**Document excerpt**
* Begin *

In the weeks leading up to our Lucknow trip, we’d share with our guests little morsels like the ones below on the culture, art and history of the city to whet appetites for the feast ahead. Here are just a few facets of this historical destination.
This elegant portrait of Emperor Farrukhsiyar (r.1713-19) is exceptional because of the fine quality of the painting throughout, especially the carpet, clothing, jewellery and chair in the foreground and the riverscape and distant landscape in the background. The lower part of the painting, comprising the terrace scene and the near bank of the river, is datable to the reign of Farrukhsiyar and is typical of the fine quality and restrained compositional style of work produced in first quarter of the eighteenth century at Delhi by artists such as Chitarman II, also known as Kalyan Das. The background, comprising the river, the boats and the distant landscape on the further shore, has been added in the third quarter of the eighteenth century and is typical of Awadh work of the period. The combination of styles reflects the development of painting in Lucknow in the mid-century, when artists were keen to break away from the Mughal style composition and include realistic landscape settings. Specifically, the widespread use of aerial perspective to create distant landscape vistas in the backgrounds.
‘Ulfat ki nai manzil ko chala’ is a timeless classic written by the lyricist Qateel Shifai, who was born in Haripur, towards the north west reaches of British India in 1919. He wrote beautiful Urdu poetry some of which was set to music in the ghazal form. The ghazal, a so-called light classical form, is grounded in Hindustani Classical music. Whether sung in Arabic, Persian or Urdu, the ghazal is a form where much is left to the listener’s imaginative powers. What sounds like a tale of love is open to interpretation and may be both sacred and profane. Some nuances are beyond interpretation and the explicit is seldom desirable. Nowhere is this duality more evident than in the languid and plaintive voice of Iqbal Bano who gives the poignant lyrics new ambiguities. This ghazal has also been a favourite of movie-makers through the ages and perhaps its most haunting rendition is from Mira Nair’s 1997 film ‘Kamasutra’. Listen here.
Perhaps one of the greatest tragedies of 19th century India was the brutal destruction of Lucknow, in the revolt of 1857. Considered by contemporary visitors to be one of the most beautiful cities in the world at the time and compared to Vienna and Paris, the city never regained its old beauty. Today, Lucknow is a bustling city rapidly growing, with motorways and info-tech parks. There is little memory of its past glory or its terrible destruction. You will have to visit the ruins of the Lucknow residency, located in the Qaisarbagh area of Lucknow, to see signs of the battle that saw an entire city rising in revolt for freedom. Read here.

* End *

**Stated task 1**
From the Lucknow trip notes, copy word for word the part that opens with the words containing "In the weeks" and closes with "this historical destination.".
**Stated task 2**
According to the Lucknow trip notes, in which area of Lucknow are the ruins of the Lucknow residency located?
**Stated task 3**
Pick up the Lucknow trip notes after their last sentence and keep writing in the same style.

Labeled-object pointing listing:
* Begin *

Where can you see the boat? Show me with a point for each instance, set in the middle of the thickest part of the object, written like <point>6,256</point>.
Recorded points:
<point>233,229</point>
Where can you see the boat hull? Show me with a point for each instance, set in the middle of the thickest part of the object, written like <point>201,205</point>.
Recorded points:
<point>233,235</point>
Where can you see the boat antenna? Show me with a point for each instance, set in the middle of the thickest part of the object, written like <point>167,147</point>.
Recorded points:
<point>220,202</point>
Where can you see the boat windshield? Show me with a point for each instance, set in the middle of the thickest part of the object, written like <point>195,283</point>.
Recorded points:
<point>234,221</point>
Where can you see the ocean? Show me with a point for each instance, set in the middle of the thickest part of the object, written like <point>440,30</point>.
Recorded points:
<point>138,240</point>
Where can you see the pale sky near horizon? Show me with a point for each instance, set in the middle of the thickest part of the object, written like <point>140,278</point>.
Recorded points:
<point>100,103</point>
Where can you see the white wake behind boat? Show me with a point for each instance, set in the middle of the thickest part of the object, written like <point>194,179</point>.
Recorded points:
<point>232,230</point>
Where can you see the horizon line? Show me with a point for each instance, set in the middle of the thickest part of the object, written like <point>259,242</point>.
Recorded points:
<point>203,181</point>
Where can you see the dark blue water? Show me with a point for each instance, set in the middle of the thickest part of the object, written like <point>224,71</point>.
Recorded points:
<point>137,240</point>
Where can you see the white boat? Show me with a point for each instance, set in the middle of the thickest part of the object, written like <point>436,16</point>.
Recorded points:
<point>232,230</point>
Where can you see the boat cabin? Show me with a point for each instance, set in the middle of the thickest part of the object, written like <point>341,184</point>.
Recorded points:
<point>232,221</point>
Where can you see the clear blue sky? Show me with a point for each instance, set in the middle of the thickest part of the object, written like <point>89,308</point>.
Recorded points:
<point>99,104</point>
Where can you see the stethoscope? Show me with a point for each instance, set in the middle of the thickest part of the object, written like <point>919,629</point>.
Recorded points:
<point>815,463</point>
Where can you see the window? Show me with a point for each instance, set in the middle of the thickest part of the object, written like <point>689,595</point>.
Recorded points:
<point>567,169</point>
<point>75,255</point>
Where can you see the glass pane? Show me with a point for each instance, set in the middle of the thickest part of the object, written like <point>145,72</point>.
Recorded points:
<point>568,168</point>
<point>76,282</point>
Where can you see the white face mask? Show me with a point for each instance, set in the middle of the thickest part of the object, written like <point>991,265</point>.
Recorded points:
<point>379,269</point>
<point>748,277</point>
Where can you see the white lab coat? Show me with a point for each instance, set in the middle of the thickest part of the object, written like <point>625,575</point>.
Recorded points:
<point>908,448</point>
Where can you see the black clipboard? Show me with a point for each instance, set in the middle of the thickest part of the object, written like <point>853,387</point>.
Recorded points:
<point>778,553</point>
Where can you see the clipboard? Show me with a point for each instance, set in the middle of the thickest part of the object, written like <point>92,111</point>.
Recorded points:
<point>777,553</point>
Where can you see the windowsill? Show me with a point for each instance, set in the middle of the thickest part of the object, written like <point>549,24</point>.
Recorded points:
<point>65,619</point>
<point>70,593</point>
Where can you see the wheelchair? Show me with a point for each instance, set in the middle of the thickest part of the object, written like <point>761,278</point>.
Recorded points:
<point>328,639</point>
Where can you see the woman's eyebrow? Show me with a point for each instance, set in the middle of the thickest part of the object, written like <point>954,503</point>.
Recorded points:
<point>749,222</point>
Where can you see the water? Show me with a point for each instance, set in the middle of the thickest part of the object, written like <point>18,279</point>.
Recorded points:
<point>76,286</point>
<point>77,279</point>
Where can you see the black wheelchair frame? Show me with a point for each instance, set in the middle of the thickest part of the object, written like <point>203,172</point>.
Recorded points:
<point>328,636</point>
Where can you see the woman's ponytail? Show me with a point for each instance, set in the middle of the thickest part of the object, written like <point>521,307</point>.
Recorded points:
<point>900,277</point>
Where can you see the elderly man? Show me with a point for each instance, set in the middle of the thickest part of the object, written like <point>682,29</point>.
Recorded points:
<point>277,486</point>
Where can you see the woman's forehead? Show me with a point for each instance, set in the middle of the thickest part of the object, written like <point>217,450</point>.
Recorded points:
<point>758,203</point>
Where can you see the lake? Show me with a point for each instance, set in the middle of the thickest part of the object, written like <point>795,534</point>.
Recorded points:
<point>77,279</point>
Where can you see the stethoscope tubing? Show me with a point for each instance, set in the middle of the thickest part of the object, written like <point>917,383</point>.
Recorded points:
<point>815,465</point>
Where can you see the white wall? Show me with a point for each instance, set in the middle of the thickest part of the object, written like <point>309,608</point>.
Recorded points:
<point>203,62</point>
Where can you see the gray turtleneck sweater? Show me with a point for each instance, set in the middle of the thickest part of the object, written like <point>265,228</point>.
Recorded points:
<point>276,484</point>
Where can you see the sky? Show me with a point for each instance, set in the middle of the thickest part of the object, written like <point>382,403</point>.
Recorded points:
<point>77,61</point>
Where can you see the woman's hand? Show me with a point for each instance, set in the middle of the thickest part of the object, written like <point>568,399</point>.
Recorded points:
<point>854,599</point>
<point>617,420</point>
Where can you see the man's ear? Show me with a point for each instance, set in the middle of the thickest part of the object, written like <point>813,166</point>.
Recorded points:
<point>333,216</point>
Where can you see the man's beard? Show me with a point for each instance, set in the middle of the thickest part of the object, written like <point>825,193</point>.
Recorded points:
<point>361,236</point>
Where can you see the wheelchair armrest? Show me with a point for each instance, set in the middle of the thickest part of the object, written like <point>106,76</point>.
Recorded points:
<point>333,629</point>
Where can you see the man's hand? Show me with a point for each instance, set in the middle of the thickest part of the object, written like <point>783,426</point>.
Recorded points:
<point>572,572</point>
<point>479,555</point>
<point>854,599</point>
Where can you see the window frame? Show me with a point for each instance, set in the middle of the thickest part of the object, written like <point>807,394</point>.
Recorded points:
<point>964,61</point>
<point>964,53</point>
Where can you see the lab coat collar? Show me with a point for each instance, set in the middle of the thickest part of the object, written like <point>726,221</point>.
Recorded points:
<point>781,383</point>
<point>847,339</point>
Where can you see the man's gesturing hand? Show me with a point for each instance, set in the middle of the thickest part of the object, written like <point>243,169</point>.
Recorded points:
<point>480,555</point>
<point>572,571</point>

* End *

**Expected output 1**
In the weeks leading up to our Lucknow trip, we’d share with our guests little morsels like the ones below on the culture, art and history of the city to whet appetites for the feast ahead. Here are just a few facets of this historical destination.

**Expected output 2**
The Qaisarbagh area of Lucknow.

**Expected output 3**
In a review of the book ‘Chikankari, A Lucknow Tradition’ by Paola Manfredi, journalist Mehru Jaffer sums up how this craft symbolises the city’s inclusive spirit: “The master craftsman may be male while most of the needle work is done by women. The designers can be both male and female, and often mostly Muslim. However, the carpenters who carve designs on wooden blocks belong to a different community. The embossing of designs with wooden blocks on textile is done by someone special while the tailoring of the embroidered pieces is the expertise of another. The needlework is the job of mostly Muslim families but those who sell the finished product are mainly Hindu businessmen.” Read more.
Thanks to its proximity to Kannauj, dubbed as the perfume capital of India, Lucknow is a great place to pick up a vial or two of ittar. These all-natural, alcohol-free fragrances are distilled from herbs, flowers, leaves and even soil from the Ganges—this last is used to create Mitti Ittar, which promises to have you smelling like the earth after the first rains. One of the most historic of the city’s perfumeries is Sugandhco, whose origins date back to 1850. Drop by at this landmark in Janpath Market, or pick up your signature scent from their online store.
“The presiding genius of the defence is Huzrat Mahal, Begum of Lucknow, whose son, a boy of fourteen years of age, is the puppet king of Oude.” This is how Irish war correspondent Sir William Howard Russell introduces the first and only queen of Awadh, and one of the heroes of the 1857 Uprising. After her husband Nawab Wajid Ali Shah’s kingdom was annexed by the East India Company, the Begum fought ferociously to keep the British off her land and restore the throne to her young son. It was under her watch that the months-long siege of Lucknow was conducted. Read more about her and the other women leaders of 1857 here—Begum Hazrat Mahal is not the only Lucknawi on the list, either.
You wouldn’t guess it from looking at the quotidian bustle of Aminabad market today, but this neighbourhood once witnessed an incredible act of bravery by an unsung freedom fighter. In 1935, Gulab Singh Lodhi was shot dead by British officers for attempting to hoist the tricolour in Aminuddaula Park, which has since been renamed Jhandewala Park. In fact, Aminabad had a proud history of flying the Indian flag and leaders like Jawaharlal Nehru and Subhash Chandra Bose addressed crowds at the same park, seven years before the martyrdom of Lodhi. Read more about the cultural, literary and historical heart of Lucknow here.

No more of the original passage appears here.